▶ **Written exercise A**
Pick out every line of the rows that contains the word "wooden". Case counts.
▶ **Written exercise B**
Resume the article on Lake of the Ozarks tournament strategies from the point where it stops.

▶ **Text excerpt**
========================================================================

Expert Articles by John
Neporadny Jr. - January
Lake of the Ozarks’
Tournament Strategies - Part 2
By John Neporadny Jr.
This is the second part of a two-part series on
tournament winning patterns at the Lake of the Ozarks. Part One focused on how
to pattern bass throughout the spring from pre-spawn to post-spawn, while Part
Two will discuss the top patterns for summer and fall tournaments at the lake.
The massive size of Lake of the Ozarks plays a
key role in tournament strategy for the summer and fall.
The heavy recreational boat traffic becomes a
burden for tournament anglers throughout the warm-weather months, so they
usually have to compete at night or in the upper arms of the major tributaries.
Most daytime tournaments in the summer and early fall take off from the Drake
Harbor access in Warsaw, which is the extreme upper end of the Osage arm. This
end of the lake provides the best daytime action during the heat of summer and
has the least amount of boat traffic.
Night tournaments are popular throughout summer
and early fall on the lower end of the lake where the winning catches are
frequently five-fish limits weighing more than 20 pounds. These nocturnal events
usually take off at Grand Glaize Public Beach 2, Shawnee Bend and the Coffman
Here’s a look at the best summer and fall
patterns to help make you a winner at the Lake of the Ozarks.
In June, a short-arm, ½-ounce spinnerbait with
a single number 5 Colorado blade takes bass at night. Best colors for this
spinnerbait pattern are black or black-and-red skirt with a gold blade.
This tactic works best pumping the lure off the
bottom and letting it flutter down along chunk rock points. The fish will be
holding anywhere from 1 to 15 feet deep throughout the night.

========================================================================

(Part of a data file)
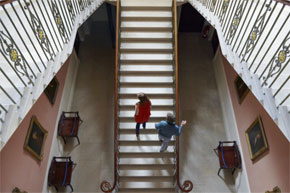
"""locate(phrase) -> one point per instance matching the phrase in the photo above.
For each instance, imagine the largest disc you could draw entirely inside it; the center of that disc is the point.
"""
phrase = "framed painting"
(256, 139)
(242, 89)
(35, 139)
(51, 90)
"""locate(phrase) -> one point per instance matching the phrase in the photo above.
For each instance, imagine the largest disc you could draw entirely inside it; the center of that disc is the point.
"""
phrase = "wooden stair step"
(142, 143)
(152, 18)
(146, 166)
(133, 132)
(145, 190)
(146, 178)
(146, 155)
(145, 8)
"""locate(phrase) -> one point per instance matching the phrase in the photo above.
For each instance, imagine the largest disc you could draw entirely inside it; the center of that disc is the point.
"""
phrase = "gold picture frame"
(241, 88)
(35, 139)
(256, 139)
(51, 90)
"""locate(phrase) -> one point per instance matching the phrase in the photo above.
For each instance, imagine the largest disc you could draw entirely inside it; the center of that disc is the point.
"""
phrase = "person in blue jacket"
(166, 129)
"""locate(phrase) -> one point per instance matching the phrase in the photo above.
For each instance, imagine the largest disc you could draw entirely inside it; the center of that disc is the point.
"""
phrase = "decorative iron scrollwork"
(70, 10)
(106, 186)
(187, 186)
(236, 20)
(19, 63)
(81, 4)
(256, 31)
(278, 60)
(58, 20)
(224, 8)
(39, 31)
(213, 5)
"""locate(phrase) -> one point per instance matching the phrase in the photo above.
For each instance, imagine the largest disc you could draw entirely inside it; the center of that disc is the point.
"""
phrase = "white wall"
(241, 178)
(65, 105)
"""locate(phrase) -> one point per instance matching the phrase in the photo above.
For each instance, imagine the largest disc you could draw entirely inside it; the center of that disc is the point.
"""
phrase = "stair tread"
(146, 14)
(149, 46)
(146, 178)
(142, 143)
(157, 102)
(143, 131)
(146, 155)
(144, 190)
(146, 79)
(160, 113)
(146, 8)
(156, 91)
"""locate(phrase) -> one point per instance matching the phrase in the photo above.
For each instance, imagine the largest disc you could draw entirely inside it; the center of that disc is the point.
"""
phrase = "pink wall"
(18, 167)
(272, 168)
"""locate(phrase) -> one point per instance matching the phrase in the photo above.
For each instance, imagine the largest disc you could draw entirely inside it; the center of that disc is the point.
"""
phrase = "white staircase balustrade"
(255, 38)
(36, 38)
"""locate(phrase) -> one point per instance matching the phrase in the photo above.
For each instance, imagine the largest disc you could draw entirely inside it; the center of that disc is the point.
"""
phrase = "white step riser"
(264, 95)
(15, 115)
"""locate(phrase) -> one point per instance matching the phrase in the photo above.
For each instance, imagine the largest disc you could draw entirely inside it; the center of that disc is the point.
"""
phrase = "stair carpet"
(146, 65)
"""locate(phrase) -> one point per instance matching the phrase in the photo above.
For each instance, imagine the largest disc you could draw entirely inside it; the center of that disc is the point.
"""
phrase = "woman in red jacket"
(142, 111)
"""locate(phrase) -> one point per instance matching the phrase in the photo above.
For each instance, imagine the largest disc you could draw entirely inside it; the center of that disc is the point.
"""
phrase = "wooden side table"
(60, 172)
(229, 155)
(68, 125)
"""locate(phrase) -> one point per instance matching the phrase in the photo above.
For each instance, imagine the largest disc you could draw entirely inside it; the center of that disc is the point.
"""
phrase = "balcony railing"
(36, 38)
(255, 38)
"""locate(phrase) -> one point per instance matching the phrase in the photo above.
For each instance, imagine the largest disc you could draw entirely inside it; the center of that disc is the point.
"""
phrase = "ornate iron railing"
(187, 185)
(105, 185)
(255, 38)
(36, 37)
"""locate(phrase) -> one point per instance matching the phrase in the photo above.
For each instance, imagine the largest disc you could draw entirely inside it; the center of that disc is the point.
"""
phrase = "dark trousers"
(138, 127)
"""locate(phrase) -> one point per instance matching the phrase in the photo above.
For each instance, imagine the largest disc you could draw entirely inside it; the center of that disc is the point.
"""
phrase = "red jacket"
(144, 112)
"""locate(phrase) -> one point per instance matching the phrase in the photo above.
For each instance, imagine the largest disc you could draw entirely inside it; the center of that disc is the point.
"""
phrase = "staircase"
(254, 37)
(146, 65)
(36, 38)
(146, 61)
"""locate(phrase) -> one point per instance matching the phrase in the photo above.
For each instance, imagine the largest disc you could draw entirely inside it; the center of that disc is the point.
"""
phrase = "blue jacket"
(167, 130)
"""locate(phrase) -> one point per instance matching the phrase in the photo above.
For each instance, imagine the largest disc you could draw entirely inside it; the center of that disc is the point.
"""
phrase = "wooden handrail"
(286, 2)
(187, 185)
(105, 185)
(3, 2)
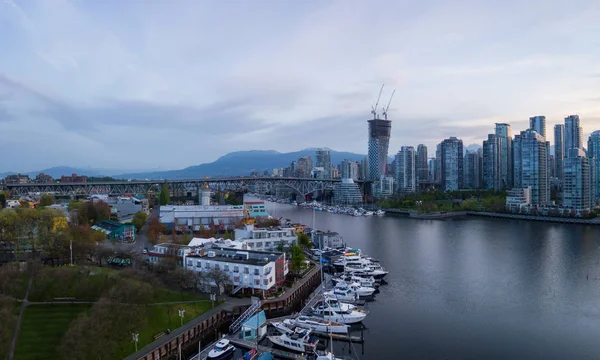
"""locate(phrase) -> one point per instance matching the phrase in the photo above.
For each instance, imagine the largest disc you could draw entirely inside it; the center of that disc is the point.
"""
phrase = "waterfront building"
(327, 239)
(379, 140)
(347, 192)
(534, 166)
(492, 163)
(266, 239)
(256, 270)
(405, 178)
(594, 155)
(573, 134)
(518, 198)
(559, 150)
(504, 133)
(323, 160)
(452, 164)
(472, 168)
(538, 124)
(383, 187)
(577, 183)
(350, 169)
(421, 166)
(196, 217)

========================================================================

▶ **Expected answer A**
phrase = "wooden stair step"
phrase = "wooden side table"
phrase = "wooden handrail"

▶ **Expected answer B**
From mid-June to the latter part of July,
nighttime action for bass turns on in the Big and Little Niangua arms where the
fish hold in brush piles around docks. Flipping behind docks can also be
productive after dark on the Little Niangua arm.
During the last part of July and throughout
August, the brush piles on the lower end of the lake produce the best nighttime
action. Some of the most productive areas during this time include the Gravois
arm, North Shore area, and the Osage arm around the Lodge of the Four Seasons.
The depth of the fish varies throughout the
night as bass come up to feed at certain times. Start the evening keying on
brush piles 15 to 20 feet deep and when the fish stop biting in the brush, move
up shallower to search for bass feeding behind docks.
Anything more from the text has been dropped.